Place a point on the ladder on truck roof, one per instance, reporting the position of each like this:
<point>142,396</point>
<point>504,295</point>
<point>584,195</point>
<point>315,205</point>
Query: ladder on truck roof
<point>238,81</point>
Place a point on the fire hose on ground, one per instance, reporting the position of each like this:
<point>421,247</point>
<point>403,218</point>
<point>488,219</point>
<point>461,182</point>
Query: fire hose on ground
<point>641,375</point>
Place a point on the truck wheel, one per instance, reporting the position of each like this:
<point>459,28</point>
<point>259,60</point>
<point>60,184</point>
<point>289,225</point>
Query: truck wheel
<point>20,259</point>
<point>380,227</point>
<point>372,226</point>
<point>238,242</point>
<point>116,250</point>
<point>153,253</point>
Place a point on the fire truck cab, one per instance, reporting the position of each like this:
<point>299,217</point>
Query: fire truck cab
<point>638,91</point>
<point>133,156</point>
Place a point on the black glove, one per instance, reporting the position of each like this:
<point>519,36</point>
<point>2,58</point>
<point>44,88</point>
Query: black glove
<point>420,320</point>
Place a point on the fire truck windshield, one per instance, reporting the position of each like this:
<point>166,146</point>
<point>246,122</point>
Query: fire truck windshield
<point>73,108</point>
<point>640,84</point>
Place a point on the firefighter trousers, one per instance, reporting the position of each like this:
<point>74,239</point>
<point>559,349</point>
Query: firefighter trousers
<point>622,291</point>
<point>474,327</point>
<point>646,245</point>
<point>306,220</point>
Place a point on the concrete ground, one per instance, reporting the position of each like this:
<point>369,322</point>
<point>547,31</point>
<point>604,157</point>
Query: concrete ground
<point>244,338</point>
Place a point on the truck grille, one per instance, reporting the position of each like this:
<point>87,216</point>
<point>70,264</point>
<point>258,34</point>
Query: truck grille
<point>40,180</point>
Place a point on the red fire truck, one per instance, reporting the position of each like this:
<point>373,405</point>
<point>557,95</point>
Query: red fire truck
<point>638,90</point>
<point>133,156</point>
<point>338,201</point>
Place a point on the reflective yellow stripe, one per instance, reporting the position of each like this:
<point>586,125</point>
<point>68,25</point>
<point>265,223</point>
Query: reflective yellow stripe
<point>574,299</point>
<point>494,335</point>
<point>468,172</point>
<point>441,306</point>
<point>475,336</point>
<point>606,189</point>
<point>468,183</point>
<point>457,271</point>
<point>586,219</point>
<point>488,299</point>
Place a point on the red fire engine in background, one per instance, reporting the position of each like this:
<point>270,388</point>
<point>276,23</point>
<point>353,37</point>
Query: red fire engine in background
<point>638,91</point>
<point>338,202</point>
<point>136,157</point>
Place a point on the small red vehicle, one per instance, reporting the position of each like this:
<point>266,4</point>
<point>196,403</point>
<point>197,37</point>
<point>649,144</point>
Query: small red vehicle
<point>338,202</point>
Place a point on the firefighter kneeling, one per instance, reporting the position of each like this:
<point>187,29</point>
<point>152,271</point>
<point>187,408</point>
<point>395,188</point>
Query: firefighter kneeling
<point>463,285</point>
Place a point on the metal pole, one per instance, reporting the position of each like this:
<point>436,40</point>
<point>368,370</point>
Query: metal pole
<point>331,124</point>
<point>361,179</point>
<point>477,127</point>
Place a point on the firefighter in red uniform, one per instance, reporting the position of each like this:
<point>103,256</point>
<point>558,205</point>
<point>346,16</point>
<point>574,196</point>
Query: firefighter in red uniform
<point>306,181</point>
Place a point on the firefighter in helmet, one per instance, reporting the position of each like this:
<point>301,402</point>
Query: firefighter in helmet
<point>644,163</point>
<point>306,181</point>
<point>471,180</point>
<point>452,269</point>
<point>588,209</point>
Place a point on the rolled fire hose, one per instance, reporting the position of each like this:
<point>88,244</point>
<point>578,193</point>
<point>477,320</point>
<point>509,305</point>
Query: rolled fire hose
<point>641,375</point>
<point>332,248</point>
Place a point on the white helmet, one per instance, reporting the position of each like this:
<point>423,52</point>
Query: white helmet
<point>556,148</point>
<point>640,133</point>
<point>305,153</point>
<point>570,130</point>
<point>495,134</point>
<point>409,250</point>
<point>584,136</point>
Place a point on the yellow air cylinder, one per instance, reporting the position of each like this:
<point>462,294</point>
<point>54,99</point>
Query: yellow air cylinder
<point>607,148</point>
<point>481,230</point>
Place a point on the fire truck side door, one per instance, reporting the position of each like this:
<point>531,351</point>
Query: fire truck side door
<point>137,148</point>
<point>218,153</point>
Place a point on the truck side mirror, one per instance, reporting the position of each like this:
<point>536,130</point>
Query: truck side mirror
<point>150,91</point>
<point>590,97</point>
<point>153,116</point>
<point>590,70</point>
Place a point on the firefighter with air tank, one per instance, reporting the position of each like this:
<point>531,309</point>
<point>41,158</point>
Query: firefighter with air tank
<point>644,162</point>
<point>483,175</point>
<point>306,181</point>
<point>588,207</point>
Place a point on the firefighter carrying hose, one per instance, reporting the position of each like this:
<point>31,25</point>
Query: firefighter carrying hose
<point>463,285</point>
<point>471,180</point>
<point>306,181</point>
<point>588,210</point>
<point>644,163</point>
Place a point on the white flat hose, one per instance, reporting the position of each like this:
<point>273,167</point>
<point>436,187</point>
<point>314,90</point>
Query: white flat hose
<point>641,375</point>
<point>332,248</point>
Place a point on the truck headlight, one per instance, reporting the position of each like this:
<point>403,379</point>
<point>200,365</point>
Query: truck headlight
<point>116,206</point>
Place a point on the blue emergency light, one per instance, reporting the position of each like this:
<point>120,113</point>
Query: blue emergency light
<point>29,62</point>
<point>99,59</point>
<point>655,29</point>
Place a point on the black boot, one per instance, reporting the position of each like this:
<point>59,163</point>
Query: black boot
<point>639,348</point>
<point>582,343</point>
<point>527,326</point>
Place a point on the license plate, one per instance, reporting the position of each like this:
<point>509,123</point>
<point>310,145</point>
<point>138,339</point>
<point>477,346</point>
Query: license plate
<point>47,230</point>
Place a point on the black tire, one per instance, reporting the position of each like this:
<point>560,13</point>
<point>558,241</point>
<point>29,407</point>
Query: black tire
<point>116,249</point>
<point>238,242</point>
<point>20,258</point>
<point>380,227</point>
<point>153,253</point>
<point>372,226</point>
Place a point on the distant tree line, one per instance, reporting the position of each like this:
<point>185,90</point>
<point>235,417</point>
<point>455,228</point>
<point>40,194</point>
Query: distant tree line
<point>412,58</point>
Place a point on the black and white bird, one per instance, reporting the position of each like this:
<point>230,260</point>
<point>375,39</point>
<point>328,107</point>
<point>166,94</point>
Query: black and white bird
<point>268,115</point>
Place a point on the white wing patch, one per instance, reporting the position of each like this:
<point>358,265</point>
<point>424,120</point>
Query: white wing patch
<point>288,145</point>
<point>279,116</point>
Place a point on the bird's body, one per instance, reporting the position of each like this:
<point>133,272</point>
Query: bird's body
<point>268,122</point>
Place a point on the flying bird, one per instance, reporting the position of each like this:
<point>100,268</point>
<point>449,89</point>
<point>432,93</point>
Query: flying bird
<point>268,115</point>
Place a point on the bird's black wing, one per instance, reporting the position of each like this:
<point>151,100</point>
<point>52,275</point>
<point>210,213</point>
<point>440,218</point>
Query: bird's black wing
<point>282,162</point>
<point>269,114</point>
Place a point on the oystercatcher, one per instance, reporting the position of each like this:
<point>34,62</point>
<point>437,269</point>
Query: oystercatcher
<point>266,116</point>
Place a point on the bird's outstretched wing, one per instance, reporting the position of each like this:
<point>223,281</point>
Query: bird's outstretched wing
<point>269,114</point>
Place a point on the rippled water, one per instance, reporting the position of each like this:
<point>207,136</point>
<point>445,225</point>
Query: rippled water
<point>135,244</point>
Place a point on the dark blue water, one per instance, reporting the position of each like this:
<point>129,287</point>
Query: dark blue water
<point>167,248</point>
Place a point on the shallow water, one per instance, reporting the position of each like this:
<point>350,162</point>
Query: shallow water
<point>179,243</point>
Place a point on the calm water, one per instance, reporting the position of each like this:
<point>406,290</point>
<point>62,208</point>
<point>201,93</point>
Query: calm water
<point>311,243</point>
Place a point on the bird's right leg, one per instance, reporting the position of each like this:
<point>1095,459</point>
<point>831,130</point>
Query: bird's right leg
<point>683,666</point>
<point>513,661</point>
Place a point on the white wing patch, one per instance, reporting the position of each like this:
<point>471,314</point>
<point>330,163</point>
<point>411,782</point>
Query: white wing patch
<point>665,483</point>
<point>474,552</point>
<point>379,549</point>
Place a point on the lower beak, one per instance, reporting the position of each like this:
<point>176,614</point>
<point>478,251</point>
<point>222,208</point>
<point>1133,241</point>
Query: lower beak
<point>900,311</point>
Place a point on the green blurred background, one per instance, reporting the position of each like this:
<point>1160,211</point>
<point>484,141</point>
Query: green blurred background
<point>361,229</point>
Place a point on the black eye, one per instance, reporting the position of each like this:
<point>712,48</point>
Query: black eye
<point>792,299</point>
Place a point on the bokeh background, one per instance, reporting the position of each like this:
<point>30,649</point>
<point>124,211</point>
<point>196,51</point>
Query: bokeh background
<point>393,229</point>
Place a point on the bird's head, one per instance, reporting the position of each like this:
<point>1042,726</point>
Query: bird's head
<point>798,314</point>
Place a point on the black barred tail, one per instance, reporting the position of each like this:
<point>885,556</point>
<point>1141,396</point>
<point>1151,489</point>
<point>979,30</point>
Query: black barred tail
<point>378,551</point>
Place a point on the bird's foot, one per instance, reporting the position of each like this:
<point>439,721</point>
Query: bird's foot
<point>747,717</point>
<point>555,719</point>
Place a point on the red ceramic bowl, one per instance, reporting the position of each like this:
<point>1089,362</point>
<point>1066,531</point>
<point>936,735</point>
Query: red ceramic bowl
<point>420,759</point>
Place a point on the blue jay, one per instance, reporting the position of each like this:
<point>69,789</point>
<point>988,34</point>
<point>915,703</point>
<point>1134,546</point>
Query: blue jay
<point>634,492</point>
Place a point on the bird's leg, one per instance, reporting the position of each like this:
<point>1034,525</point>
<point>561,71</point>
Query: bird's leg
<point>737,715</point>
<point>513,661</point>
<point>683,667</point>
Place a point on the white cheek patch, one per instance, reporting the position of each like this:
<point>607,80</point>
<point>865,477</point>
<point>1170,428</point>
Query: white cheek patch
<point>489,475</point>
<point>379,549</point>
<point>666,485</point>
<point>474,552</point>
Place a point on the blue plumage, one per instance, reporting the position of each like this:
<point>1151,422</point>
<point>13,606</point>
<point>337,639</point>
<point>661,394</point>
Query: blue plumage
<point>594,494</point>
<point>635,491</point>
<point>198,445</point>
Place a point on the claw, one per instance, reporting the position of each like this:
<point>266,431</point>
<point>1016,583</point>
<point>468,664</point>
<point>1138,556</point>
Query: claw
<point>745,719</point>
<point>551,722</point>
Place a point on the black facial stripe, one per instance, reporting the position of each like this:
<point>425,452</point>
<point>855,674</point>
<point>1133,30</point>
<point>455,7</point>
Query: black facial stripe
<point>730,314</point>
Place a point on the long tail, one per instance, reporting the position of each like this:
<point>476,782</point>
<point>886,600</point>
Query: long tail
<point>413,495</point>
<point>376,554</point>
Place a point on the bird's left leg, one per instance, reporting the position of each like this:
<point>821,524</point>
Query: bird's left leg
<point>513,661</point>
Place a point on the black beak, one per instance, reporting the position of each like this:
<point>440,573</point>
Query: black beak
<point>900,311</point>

= = = =

◆ TASK STATEMENT
All lines from the one with "<point>455,7</point>" to the end of the material above should be copied exactly, both ends included, and nothing else.

◆ OUTPUT OF THE EXERCISE
<point>455,7</point>
Query: black facial stripe
<point>730,314</point>
Place a point on the long tail, one per instance, reporting the position of each like this:
<point>476,782</point>
<point>886,600</point>
Query: long tail
<point>413,495</point>
<point>376,554</point>
Place a point on the bird's left leg, one per instance, reporting the position of each like this:
<point>821,524</point>
Query: bird's left leg
<point>513,661</point>
Place a point on the black beak, one per instance, reporting the position of each like this:
<point>440,573</point>
Query: black beak
<point>900,311</point>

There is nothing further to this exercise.